Repeat the material below word for word, leaving out the pictures.
[Start]
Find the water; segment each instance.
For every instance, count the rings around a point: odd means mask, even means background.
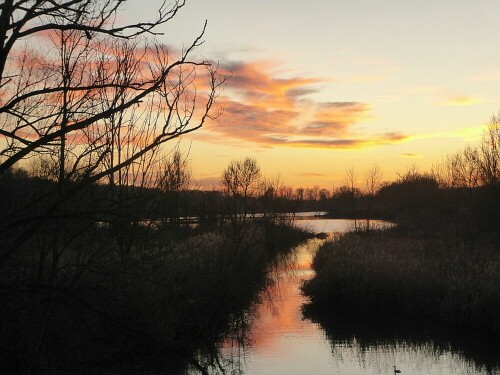
[[[310,218],[298,225],[317,233],[354,228],[350,220]],[[301,306],[307,301],[299,288],[313,276],[311,260],[322,242],[313,239],[299,246],[293,261],[277,270],[276,283],[267,291],[270,298],[256,306],[244,344],[227,341],[221,349],[223,371],[215,369],[213,374],[389,375],[394,365],[402,374],[500,374],[500,356],[475,361],[475,355],[481,355],[481,350],[474,351],[479,344],[467,340],[469,347],[425,332],[356,329],[340,322],[332,327],[304,319]]]

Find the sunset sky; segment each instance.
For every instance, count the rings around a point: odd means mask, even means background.
[[[131,1],[152,18],[159,1]],[[224,114],[182,146],[194,179],[218,184],[233,159],[294,187],[338,187],[377,163],[385,180],[477,143],[500,110],[500,2],[188,0],[158,40],[232,72]]]

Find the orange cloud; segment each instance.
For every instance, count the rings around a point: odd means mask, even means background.
[[[420,154],[414,154],[412,152],[407,152],[400,155],[402,158],[419,158]]]
[[[449,97],[446,101],[442,102],[442,105],[450,105],[450,106],[466,106],[477,104],[479,99],[473,96],[467,95],[453,95]]]
[[[326,79],[277,78],[272,63],[233,62],[222,67],[231,74],[218,104],[224,109],[218,124],[196,135],[206,141],[238,140],[261,147],[360,148],[400,142],[402,133],[366,136],[355,125],[369,118],[366,103],[322,102],[313,98]]]

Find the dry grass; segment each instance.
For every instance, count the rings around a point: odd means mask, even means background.
[[[399,230],[351,233],[325,243],[312,305],[364,319],[401,319],[500,335],[500,251],[494,240]]]

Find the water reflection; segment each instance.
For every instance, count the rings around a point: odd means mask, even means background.
[[[316,232],[354,226],[347,220],[298,223]],[[397,365],[403,375],[500,374],[499,350],[481,338],[382,327],[304,309],[307,301],[300,285],[312,277],[312,256],[321,243],[308,241],[276,268],[271,275],[274,283],[239,322],[244,328],[219,347],[218,366],[207,373],[389,375]]]

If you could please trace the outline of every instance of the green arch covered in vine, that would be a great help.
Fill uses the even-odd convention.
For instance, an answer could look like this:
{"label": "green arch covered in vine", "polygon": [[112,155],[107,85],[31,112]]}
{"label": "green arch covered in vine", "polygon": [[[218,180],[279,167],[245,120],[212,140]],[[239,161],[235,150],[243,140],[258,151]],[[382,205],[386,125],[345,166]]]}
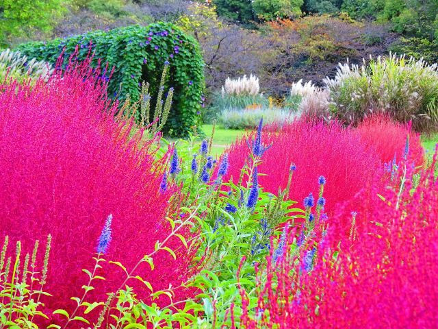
[End]
Output for this task ▸
Find the water; segment each instance.
For every instance, count the rings around a point: odd means mask, even means background.
[[[310,218],[298,225],[317,233],[354,228],[350,220]],[[301,306],[307,301],[299,288],[313,276],[311,260],[322,242],[313,239],[299,246],[293,261],[277,270],[276,283],[267,291],[270,298],[256,306],[244,344],[227,341],[221,349],[223,371],[215,369],[213,374],[389,375],[394,365],[402,374],[500,374],[500,356],[475,361],[475,355],[481,355],[481,350],[474,351],[479,344],[467,340],[469,347],[425,332],[356,329],[340,322],[332,327],[304,319]]]

Find the sunset sky; segment each instance.
For every instance, count the rings around a point: odd means mask, even means background.
[[[131,1],[152,18],[159,1]],[[224,114],[182,146],[194,179],[218,184],[233,159],[294,187],[338,187],[377,163],[385,180],[477,143],[500,110],[500,2],[188,0],[158,40],[232,72]]]

Find the orange cloud; segment each instance.
For every instance, count the rings around a point: odd means mask, even means background.
[[[420,154],[414,154],[412,152],[407,152],[400,155],[402,158],[419,158]]]
[[[449,97],[446,101],[442,102],[442,105],[450,105],[450,106],[466,106],[477,104],[479,99],[473,96],[467,95],[453,95]]]
[[[326,79],[277,78],[272,63],[233,62],[222,67],[231,74],[218,104],[224,109],[218,124],[196,135],[206,141],[238,140],[261,147],[360,148],[400,142],[402,133],[366,136],[355,125],[369,118],[366,103],[322,102],[313,98]]]

Find the dry grass; segment each instance.
For every instance, count the rings around a point: odd means mask, even means background.
[[[399,230],[351,233],[325,243],[312,305],[364,319],[401,319],[500,335],[500,251],[494,240]]]

Find the water reflection; segment each instance.
For every instance, count the rings around a point: odd means mask, even means background.
[[[316,232],[354,226],[347,220],[298,223]],[[397,365],[403,375],[500,374],[499,350],[481,338],[382,327],[304,309],[307,301],[300,285],[312,277],[312,256],[321,243],[308,241],[276,268],[271,275],[274,283],[239,322],[244,328],[219,347],[218,366],[207,373],[389,375]]]

If you could please trace the outline of every instance of the green arch covered in vine, that would be a great help.
Fill uses the even-odd convention.
For instance, an answer could look like this:
{"label": "green arch covered in vine", "polygon": [[112,155],[107,85],[31,112]]}
{"label": "green arch covered in vine", "polygon": [[[218,180],[279,167],[245,120],[212,140]],[[239,161],[235,150],[243,140],[258,151]],[[382,205],[386,125],[345,166]]]}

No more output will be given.